• _BRANO DI RIFERIMENTO_
Disinnescato il freno del dolce procrastinare, durante questa pausa estiva mi sono finalmente dedicata ad una lettura che attendeva da tempo: Memestetica, il settembre eterno dell’arte – di Valentina Tanni (NERO, Roma 2020).
Lungi da me l’idea di farne un riassunto stile “rientro scolastico dalle vacanze”, approfitto di questo spazio per annotare alcune riflessioni che sono nate durante la lettura, appuntando di quando in quando qualche chicchetta per stuzzicarvi.
GIUDICHIAMO IL LIBRO DALLA COPERTINA
Doveroso da parte mia parlarvi del libro in quanto artefatto grafico:su una cover blu scuro staccano delle entusiastiche scritte rosa porcellino, piene di orpelli e tutt’altro che minimal.

• _VOCI_
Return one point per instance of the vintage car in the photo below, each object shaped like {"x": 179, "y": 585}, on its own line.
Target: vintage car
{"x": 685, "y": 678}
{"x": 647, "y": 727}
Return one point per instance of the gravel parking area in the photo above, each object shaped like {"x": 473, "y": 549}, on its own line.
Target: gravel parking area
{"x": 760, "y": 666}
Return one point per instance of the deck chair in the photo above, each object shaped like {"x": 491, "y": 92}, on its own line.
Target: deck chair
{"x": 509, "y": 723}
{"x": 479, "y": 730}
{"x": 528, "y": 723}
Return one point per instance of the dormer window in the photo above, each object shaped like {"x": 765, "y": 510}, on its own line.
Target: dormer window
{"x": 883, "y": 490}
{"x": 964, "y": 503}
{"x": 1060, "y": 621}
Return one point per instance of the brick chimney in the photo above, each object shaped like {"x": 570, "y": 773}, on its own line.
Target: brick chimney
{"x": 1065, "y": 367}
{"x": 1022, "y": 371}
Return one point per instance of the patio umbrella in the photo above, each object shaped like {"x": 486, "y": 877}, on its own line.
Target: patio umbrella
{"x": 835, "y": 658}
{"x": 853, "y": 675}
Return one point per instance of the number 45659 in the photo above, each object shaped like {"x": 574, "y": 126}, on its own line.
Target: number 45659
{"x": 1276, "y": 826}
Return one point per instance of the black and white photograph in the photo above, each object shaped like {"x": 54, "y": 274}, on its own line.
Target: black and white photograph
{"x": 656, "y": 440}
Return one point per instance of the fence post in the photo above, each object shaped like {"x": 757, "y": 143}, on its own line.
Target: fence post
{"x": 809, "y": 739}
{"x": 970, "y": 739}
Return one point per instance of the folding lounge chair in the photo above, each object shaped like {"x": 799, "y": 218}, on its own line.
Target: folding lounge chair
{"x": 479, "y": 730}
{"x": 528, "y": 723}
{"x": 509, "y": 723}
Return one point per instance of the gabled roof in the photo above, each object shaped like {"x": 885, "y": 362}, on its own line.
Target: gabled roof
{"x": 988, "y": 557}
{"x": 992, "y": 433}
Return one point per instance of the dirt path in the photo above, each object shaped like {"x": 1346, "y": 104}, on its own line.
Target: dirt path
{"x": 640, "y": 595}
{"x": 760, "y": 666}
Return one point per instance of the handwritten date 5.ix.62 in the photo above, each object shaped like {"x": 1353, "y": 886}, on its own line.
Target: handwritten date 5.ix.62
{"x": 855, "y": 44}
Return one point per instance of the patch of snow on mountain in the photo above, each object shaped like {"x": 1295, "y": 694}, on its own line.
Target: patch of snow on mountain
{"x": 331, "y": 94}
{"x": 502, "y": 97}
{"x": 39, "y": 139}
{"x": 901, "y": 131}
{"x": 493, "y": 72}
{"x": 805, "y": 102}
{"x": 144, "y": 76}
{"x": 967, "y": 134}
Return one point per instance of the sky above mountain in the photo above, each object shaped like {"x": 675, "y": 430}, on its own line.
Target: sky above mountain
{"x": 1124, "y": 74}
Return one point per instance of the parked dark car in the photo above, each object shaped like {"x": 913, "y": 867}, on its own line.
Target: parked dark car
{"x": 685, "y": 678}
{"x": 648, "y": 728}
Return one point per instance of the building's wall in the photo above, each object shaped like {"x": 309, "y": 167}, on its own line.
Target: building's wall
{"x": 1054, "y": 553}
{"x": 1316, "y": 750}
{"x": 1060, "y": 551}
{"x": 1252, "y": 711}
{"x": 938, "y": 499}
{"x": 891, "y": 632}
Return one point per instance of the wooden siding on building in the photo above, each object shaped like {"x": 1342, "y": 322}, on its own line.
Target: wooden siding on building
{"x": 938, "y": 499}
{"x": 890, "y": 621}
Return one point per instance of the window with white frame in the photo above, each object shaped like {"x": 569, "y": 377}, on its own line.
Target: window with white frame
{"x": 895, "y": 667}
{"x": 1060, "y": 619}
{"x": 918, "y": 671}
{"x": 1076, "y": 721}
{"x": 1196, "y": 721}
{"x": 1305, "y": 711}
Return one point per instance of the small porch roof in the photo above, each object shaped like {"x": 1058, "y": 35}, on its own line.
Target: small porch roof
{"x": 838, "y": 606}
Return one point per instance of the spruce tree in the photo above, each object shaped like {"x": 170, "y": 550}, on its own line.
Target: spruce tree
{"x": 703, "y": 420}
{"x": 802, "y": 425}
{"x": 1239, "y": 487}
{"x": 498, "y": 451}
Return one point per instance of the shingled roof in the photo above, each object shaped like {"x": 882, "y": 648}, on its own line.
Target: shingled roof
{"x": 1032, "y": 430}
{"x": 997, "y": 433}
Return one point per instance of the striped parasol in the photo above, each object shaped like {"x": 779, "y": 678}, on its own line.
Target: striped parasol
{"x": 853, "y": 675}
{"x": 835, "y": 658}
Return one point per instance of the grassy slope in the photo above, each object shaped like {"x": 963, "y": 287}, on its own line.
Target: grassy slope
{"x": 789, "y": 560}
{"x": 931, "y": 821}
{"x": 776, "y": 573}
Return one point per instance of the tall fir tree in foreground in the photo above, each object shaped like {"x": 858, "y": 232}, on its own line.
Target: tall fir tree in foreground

• _CONSEGNE_
a: Risponda brevemente, sulla base del brano su Memestetica:
(i) Quale editore ha pubblicato il libro, e in quale città e anno?
(ii) Di che colore è la copertina?
(iii) Di che colore sono le scritte sulla copertina?
b: Riprenda il brano su Memestetica dal punto in cui si interrompe, proseguendo la descrizione del libro come oggetto grafico.
Le voci non hanno alcun ruolo in questo lavoro.

• _CONSEGNE SVOLTE_
a:
(i) NERO, Roma 2020.
(ii) Blu scuro.
(iii) Rosa porcellino.

b:
Se sul fronte un gatto pixellato a due zampe la fa da padrone, sul retro il codice a barre del volume viene calpestato da un micio munito di ben otto zampe – entrambi riferimenti citati all’interno del saggio. Si tratta di due creature mitologiche frutto di photoshoppate fallite (o ben orchestrate): l’Half Cat ed il Long Cat. La prima immagine è stata per molto tempo ritenuta frutto di un panorama fail di Google Street View, per poi rivelarsi nel 2013 prodotti di un’alterazione volontaria di un normalissimo gatto bianco a passeggio per le vie di Ottawa city. Nonostante ciò la sua versione dimezzata è diventata un classico del genere surreal memes.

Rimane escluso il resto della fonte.